Request: Reproduce the lines of the records verbatim, beginning with the line containing "Find the snowflake" and continuing through the line containing "column 140, row 163", with both of those lines included. Leave out the pictures.

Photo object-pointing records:
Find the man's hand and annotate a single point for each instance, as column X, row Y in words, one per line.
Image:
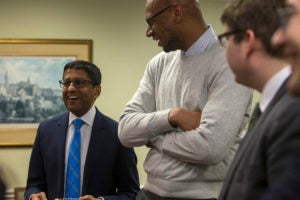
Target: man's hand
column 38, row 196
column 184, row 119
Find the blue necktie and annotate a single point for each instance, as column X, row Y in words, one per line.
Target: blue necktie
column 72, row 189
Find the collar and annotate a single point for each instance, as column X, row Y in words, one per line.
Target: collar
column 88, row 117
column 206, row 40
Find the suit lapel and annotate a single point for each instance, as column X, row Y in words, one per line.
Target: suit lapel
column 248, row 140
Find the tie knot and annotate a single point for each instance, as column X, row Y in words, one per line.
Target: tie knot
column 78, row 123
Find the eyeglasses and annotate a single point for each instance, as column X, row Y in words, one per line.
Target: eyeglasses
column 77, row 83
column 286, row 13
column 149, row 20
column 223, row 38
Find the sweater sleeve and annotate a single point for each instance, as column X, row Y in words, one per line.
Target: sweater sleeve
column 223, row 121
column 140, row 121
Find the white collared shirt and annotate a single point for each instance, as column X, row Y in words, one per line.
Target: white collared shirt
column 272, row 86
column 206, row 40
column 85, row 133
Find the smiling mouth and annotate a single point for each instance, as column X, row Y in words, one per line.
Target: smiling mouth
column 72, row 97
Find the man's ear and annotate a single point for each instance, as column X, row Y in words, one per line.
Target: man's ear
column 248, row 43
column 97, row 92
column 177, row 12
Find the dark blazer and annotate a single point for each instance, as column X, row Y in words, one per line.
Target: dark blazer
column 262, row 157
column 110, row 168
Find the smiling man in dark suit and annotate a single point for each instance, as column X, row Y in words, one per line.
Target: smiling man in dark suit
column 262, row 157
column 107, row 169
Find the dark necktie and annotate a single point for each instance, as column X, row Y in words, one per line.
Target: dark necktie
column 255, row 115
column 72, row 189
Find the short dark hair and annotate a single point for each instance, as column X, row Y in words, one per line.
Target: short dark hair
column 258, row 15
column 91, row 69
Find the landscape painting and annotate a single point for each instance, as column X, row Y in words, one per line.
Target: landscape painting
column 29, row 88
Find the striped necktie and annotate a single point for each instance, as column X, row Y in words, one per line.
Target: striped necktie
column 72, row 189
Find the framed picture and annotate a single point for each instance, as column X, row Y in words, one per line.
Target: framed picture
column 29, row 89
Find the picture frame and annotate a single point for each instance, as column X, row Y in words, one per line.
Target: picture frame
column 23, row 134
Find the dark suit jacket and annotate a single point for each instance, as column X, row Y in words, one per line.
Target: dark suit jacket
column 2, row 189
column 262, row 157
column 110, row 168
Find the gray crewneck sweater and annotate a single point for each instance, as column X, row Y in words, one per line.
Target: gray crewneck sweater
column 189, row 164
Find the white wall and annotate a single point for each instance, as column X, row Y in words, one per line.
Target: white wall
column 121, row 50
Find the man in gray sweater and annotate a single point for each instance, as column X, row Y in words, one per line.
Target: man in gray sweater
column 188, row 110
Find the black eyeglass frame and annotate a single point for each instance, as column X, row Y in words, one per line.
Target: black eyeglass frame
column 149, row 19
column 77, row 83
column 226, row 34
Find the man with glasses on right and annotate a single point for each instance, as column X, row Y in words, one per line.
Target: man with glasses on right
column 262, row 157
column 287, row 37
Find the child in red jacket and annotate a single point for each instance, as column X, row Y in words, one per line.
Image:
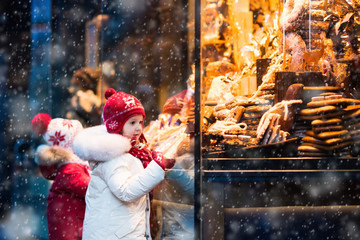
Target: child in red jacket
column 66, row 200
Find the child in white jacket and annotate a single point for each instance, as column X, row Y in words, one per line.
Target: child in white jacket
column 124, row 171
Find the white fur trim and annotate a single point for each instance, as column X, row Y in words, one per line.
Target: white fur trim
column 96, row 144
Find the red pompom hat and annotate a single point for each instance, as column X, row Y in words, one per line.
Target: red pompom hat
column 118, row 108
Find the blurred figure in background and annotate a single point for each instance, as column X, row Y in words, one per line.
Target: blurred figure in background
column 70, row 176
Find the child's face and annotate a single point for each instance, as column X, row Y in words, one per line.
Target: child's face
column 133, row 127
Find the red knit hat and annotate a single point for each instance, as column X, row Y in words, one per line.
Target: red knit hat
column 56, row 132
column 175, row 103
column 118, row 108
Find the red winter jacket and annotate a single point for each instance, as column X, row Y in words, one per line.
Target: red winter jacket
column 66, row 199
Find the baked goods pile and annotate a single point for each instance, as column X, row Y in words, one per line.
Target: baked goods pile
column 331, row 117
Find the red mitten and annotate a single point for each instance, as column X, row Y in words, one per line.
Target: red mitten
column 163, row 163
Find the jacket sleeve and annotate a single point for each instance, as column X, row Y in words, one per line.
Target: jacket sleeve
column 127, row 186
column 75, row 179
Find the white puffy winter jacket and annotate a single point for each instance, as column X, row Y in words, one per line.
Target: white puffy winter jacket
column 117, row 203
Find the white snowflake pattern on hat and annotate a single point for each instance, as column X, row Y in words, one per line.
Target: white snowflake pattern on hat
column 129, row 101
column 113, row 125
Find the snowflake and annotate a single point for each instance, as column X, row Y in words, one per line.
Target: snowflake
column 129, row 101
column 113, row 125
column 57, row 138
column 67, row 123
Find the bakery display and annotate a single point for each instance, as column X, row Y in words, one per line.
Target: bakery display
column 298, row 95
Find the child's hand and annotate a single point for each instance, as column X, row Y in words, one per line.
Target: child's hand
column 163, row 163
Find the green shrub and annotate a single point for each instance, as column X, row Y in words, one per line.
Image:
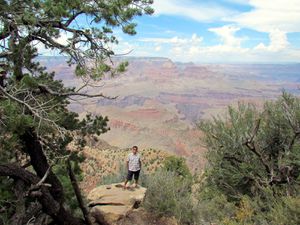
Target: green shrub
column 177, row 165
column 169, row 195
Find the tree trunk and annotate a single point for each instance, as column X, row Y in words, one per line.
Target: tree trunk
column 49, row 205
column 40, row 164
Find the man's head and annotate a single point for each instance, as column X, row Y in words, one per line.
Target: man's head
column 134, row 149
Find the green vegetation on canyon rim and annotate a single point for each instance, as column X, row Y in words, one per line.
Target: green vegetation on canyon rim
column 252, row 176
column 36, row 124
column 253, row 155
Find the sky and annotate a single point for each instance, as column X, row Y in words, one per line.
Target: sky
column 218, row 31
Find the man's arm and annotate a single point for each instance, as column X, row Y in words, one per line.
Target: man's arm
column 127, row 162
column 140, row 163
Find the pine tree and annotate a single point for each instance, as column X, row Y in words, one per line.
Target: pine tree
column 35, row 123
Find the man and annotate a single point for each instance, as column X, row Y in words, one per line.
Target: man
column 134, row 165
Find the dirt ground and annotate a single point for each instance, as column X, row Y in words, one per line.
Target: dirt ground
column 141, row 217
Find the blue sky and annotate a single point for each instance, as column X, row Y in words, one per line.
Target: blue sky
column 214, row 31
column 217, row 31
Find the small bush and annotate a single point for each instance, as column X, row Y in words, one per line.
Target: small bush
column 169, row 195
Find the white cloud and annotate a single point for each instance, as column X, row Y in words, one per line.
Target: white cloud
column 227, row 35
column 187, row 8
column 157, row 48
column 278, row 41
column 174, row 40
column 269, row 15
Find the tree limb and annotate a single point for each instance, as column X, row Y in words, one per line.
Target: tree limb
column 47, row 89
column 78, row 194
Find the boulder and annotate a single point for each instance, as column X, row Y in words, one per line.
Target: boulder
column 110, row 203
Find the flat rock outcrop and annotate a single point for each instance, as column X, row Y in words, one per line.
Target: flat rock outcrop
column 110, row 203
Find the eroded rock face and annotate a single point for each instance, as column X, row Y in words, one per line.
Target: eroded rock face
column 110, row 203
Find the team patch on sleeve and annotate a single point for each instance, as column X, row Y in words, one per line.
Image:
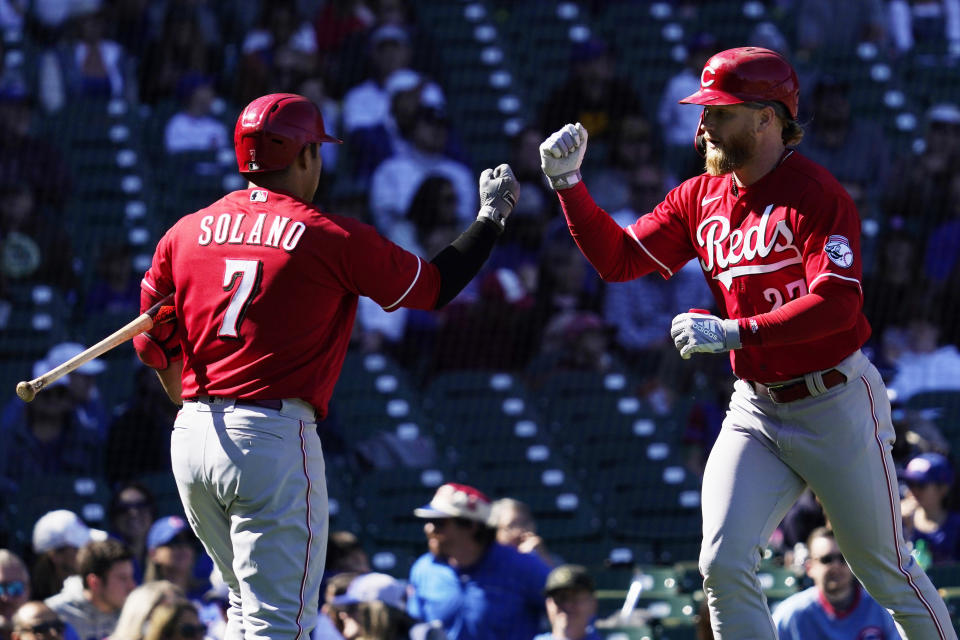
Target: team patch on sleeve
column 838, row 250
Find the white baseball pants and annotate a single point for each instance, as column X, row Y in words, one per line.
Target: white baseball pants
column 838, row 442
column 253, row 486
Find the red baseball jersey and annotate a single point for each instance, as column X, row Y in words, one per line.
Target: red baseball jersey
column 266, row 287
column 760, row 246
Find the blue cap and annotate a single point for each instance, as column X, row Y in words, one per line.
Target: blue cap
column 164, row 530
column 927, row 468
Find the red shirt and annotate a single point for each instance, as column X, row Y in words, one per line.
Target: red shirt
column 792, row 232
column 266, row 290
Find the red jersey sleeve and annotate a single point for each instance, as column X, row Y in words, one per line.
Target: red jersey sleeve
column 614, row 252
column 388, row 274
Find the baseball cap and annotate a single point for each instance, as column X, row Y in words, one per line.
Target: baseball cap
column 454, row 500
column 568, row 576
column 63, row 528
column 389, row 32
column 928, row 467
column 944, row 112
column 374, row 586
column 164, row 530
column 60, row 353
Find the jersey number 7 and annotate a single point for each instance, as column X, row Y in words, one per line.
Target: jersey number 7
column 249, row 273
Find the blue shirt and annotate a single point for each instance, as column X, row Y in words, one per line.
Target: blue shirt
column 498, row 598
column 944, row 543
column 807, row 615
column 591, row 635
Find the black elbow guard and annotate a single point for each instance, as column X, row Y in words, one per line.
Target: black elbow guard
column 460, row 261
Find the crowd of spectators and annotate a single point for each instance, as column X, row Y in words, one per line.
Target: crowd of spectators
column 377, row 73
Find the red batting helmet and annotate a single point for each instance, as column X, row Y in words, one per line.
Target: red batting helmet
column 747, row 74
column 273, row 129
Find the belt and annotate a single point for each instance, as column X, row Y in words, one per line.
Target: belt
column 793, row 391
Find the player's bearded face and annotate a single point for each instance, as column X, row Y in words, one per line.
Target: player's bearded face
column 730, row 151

Result of the task:
Find the snowflake and annotate a single point for each instance, as column X, row Y in words, one per line.
Target: snowflake
column 129, row 101
column 113, row 125
column 57, row 138
column 67, row 123
Find the bakery display and annotate a single point for each instance, as column X, row Y in words, one per line.
Target: bakery display
column 298, row 95
Find the child's hand and annotate a single point for each instance, as column X, row Y in words, one per line.
Target: child's hand
column 163, row 163
Find the green shrub and annotate a single point for each instance, as column X, row Y in words, one per line.
Image:
Target: green shrub
column 177, row 165
column 169, row 195
Find the tree trunk and annotate a single point for each instance, as column X, row Y in words, one per line.
Target: tree trunk
column 49, row 205
column 40, row 164
Find the man's head and annotate a single point for each instance, as column X, row Y in words, one per line.
Target: man's head
column 134, row 149
Find the green vegetation on canyon rim and annotate a single point for each instance, as column X, row Y in words, one per line.
Target: green vegetation on canyon rim
column 252, row 176
column 36, row 124
column 253, row 155
Find the sky and annotate a single point for each instance, as column X, row Y in words, one per line.
Target: sky
column 218, row 31
Find the man's arm and annotate a single point for each instance, as column X, row Y in words, one per line.
Target: man's arm
column 127, row 162
column 140, row 163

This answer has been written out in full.